This book is designed for Christians who have left their churches behind, disappointed in their religious leaders and their institutions. Author Matthias Roberts is one of them — having grown up in a rigid form of Christianity (including homeschool and a Christian college) and left it behind. His analysis is informed by his training as a psychotherapist who's an expert in trauma and recovery.

Like any good therapist, Roberts encourages his clients (or readers) to work through their problems, talk about their experiences, and find constructive ways, only if they desire, to return to a healthy, life-giving faith.

All the ways that churches and church leaders have failed Christians in recent decades are chronicled clearly and fairly here. Roberts explains early on that “reading this book may hurt” because “pain is often part of the process of healing.”

Roberts’ answers for “holy runaway” Christians or former Christians are not necessarily to find a progressive or liberal God and congregation to replace the conservative ones. In fact, Roberts’ answers are often tentative, and purposefully so — like a good therapist.
====================
• [TASKS FOR THIS EXERCISE]:
1) Could you summarize the book review above in two sentences?
2) Can you extend the review of Matthias Roberts' book, picking up after its final sentence?
====================
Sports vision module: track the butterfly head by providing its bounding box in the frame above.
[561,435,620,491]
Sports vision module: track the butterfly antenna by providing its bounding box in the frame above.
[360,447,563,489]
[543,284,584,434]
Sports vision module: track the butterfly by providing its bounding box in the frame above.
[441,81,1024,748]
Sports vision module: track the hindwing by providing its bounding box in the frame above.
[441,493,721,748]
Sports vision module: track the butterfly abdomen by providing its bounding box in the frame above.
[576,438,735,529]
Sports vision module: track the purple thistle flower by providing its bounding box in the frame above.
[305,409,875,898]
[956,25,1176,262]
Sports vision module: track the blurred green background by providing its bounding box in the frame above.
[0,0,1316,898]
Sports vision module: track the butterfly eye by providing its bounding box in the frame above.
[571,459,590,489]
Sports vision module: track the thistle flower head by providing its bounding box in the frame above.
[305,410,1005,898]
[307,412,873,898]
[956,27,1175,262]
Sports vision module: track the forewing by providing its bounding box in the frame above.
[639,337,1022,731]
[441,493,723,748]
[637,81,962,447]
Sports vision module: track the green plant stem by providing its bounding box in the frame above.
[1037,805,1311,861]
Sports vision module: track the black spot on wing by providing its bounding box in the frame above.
====================
• [RESPONSES BY TASK]:
1) The review describes a book by Matthias Roberts, a psychotherapist and trauma expert who left a rigid form of Christianity, written for Christians disappointed in their churches and religious leaders. Roberts chronicles those failures clearly and fairly and encourages readers to work through their experiences and, only if they wish, return to a healthy faith, offering answers that are purposefully tentative.

2)
There are many prompts and suggestions offered with teachings and personal anecdotes. One of these late in the book goes like this: “I wonder what would happen if we gave up all that tethers us to old religious systems, churches, and harmful theology and just found a group of good friends.”

Most of all, Roberts suggests that for real healing and for creating a joy-filled, loving faith, it is necessary to stop creating a God in our image or in any image at all. After quoting theologians like James Alison and René Girard, Roberts encourages his readers “to live in a reality of love shaped by a God who looks more like no-God than a traditional religious figure” because “maybe faith is trusting that we are loved beyond all walls, beyond religion, and even beyond God.”

In this way, Holy Runaways is a book more about the practice of grace than faith.